— BEGIN TASK INPUTS —

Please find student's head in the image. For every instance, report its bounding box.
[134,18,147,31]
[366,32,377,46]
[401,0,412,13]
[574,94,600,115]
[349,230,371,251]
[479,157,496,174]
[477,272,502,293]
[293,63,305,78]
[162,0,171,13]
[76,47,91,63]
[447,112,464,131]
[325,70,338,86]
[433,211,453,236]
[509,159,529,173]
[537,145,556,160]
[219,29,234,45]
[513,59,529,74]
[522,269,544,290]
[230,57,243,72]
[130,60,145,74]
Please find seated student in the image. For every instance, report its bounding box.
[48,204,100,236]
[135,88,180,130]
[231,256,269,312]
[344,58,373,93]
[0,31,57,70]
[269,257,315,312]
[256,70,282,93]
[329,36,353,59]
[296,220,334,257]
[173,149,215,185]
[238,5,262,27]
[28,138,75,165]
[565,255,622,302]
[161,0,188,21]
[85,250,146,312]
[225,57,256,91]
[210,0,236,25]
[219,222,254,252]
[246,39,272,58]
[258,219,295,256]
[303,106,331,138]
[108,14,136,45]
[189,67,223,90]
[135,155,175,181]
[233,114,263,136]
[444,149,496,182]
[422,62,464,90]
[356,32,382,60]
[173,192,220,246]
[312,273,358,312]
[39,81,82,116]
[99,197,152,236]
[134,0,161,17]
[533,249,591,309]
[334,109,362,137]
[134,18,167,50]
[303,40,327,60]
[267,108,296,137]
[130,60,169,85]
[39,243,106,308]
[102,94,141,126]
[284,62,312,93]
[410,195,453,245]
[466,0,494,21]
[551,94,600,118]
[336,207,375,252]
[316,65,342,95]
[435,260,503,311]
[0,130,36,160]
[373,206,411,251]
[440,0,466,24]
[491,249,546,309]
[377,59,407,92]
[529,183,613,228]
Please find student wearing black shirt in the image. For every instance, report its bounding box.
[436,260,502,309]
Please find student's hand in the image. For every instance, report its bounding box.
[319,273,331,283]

— END TASK INPUTS —

[EXERCISE DESCRIPTION] Reproduce every line of the records above verbatim and in their original order.

[SOLVED PROBLEM]
Please find student's head in the image. For every instance, report its bounding box.
[134,18,147,31]
[366,32,377,46]
[401,0,412,13]
[574,94,600,115]
[349,230,371,251]
[479,157,496,174]
[477,272,502,293]
[293,63,305,78]
[162,0,171,13]
[76,47,91,63]
[447,112,464,131]
[325,70,338,86]
[433,211,453,236]
[509,159,529,173]
[537,145,556,160]
[219,29,234,45]
[513,59,529,74]
[522,269,544,290]
[230,57,243,72]
[130,60,145,74]
Please find seated student in the image. For every instance, report its bounding box.
[48,204,100,236]
[135,88,180,130]
[231,256,269,312]
[344,58,373,93]
[0,31,57,70]
[269,257,315,312]
[256,70,282,93]
[329,36,353,59]
[296,220,334,257]
[173,149,215,185]
[238,5,262,27]
[28,138,75,165]
[565,255,622,302]
[161,0,188,21]
[85,250,146,312]
[225,57,256,91]
[210,0,236,25]
[219,222,254,252]
[246,39,272,58]
[258,219,295,256]
[303,106,331,138]
[108,14,136,45]
[189,67,223,90]
[135,155,175,181]
[233,114,263,136]
[444,149,496,182]
[422,62,464,90]
[356,32,382,60]
[173,192,220,246]
[312,273,358,312]
[39,81,82,116]
[99,197,152,236]
[134,0,161,17]
[533,249,591,309]
[334,109,362,137]
[134,18,167,50]
[303,40,327,60]
[267,108,296,137]
[130,60,169,85]
[39,243,106,308]
[102,94,141,126]
[284,62,312,93]
[410,195,453,245]
[466,0,494,21]
[551,94,600,118]
[336,207,375,252]
[316,65,342,95]
[435,260,503,311]
[0,130,36,160]
[373,206,411,251]
[440,0,466,24]
[491,249,546,309]
[377,59,407,92]
[529,183,613,228]
Please find student wearing black shirt in the image. For every instance, report its bounding box.
[436,260,502,309]
Please find student's hand in the image. For every instance, report its bounding box.
[319,273,331,283]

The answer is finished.